━━━ DATA FOR PROCESSING ━━━
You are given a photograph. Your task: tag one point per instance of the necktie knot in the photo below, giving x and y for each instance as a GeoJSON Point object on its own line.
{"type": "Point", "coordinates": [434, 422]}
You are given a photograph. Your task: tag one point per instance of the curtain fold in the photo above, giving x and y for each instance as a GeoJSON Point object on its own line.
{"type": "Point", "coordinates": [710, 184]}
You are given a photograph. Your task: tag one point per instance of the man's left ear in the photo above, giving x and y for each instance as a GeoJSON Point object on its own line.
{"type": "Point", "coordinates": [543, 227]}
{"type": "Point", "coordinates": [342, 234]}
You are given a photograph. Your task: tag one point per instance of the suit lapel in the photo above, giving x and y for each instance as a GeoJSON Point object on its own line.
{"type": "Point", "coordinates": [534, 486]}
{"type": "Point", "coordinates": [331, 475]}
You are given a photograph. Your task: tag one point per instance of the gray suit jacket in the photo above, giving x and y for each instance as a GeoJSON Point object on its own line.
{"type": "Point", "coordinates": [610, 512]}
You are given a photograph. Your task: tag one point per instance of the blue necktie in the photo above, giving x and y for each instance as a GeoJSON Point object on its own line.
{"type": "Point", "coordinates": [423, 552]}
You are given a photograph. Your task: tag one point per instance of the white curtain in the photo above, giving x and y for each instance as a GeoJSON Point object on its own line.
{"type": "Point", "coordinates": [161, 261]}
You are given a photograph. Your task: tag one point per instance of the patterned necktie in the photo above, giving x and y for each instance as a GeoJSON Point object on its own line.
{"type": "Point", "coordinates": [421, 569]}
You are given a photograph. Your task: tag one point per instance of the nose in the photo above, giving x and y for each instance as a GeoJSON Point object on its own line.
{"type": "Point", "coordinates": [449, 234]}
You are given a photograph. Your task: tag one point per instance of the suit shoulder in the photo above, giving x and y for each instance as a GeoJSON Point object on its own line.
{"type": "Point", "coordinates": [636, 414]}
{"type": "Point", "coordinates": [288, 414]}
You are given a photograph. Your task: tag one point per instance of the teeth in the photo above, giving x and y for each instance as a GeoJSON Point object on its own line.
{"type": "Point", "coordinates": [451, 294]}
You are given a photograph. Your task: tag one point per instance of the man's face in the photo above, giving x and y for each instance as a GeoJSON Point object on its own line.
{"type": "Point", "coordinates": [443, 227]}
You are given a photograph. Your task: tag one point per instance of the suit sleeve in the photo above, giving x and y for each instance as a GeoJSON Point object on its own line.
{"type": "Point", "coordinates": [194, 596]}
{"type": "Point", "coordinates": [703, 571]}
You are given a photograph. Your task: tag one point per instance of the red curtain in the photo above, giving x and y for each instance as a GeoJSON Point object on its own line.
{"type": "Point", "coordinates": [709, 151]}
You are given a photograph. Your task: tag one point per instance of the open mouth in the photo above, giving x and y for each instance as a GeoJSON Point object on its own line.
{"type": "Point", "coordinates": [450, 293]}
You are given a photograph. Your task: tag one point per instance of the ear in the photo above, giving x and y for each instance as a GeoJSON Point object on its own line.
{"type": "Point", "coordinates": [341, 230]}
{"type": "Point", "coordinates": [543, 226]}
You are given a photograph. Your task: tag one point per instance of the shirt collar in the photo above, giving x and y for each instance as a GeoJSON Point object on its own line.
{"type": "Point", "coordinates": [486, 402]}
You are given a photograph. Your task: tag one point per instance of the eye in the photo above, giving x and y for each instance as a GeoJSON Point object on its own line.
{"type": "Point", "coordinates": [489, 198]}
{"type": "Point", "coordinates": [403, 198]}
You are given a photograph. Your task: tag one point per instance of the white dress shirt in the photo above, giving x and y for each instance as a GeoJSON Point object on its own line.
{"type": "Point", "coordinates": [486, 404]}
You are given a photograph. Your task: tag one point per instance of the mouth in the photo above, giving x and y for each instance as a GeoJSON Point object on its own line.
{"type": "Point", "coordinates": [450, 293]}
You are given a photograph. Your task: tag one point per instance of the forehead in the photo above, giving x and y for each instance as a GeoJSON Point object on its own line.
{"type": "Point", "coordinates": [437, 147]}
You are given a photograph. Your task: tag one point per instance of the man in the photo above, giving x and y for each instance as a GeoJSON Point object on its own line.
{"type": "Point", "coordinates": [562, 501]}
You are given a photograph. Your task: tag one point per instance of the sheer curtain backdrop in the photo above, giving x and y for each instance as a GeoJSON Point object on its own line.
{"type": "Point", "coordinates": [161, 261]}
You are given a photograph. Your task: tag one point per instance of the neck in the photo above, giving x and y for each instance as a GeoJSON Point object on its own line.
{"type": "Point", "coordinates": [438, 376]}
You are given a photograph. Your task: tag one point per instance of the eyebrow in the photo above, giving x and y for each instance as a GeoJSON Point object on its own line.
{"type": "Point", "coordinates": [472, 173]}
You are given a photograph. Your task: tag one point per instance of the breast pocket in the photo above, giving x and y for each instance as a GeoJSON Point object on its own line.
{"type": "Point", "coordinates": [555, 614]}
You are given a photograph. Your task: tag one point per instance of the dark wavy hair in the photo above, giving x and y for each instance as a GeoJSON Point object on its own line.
━━━
▶ DESCRIPTION OF THE TASK: Restate the final lines of the listing above word for word, beginning at the line that contains "of the eye in".

▶ ANSWER IN FULL:
You are given a photograph. Your task: tag one point per instance of the eye in the photo above, giving x and y for each instance as a GeoJSON Point object on its own line.
{"type": "Point", "coordinates": [489, 198]}
{"type": "Point", "coordinates": [403, 198]}
You are given a photograph. Your task: tag one point per instance of the white dress shirt in the photo above, giving x and y for each instance as a GeoJSON Point object on its own line.
{"type": "Point", "coordinates": [486, 404]}
You are given a photograph. Your task: tag one point per instance of the mouth in the photo above, giving x and y for each instance as a GeoJSON Point object on its own line.
{"type": "Point", "coordinates": [450, 293]}
You are given a photograph. Your task: tag one point per instance of the forehead in the photo above, giving x and y for each instance as a GeoJSON Point object on its own line.
{"type": "Point", "coordinates": [437, 147]}
You are given a photograph. Your task: tag one point per instance of the man in the photo above, giving x and y for each instance as a GeoJSON Point object on its own line.
{"type": "Point", "coordinates": [562, 501]}
You are given a photograph. Your task: tag one point per instance of the sheer curtain backdrop in the photo above, giving x and y for each instance as a GeoJSON Point object on its own line.
{"type": "Point", "coordinates": [161, 261]}
You are given a photograph. Your task: tag one point per instance of the neck in the photo above, giving x and y for each instance as a GeoJSON Point object on its own line.
{"type": "Point", "coordinates": [438, 376]}
You are given a photograph. Your task: tag one point per instance of the eyebrow in the photo above, giving x and y for each instance as a GeoJSON Point object on its own line.
{"type": "Point", "coordinates": [472, 173]}
You are given a photograph. Your task: tag one point per instance of the breast pocket in the photo above, giving x and y for each instance as a GeoJSON Point object on its own line.
{"type": "Point", "coordinates": [555, 614]}
You are given a photograph. Your task: tag one point per instance of the dark wavy hair in the photo above, giving x and y for each instance as a GeoJSON Point object on its own line.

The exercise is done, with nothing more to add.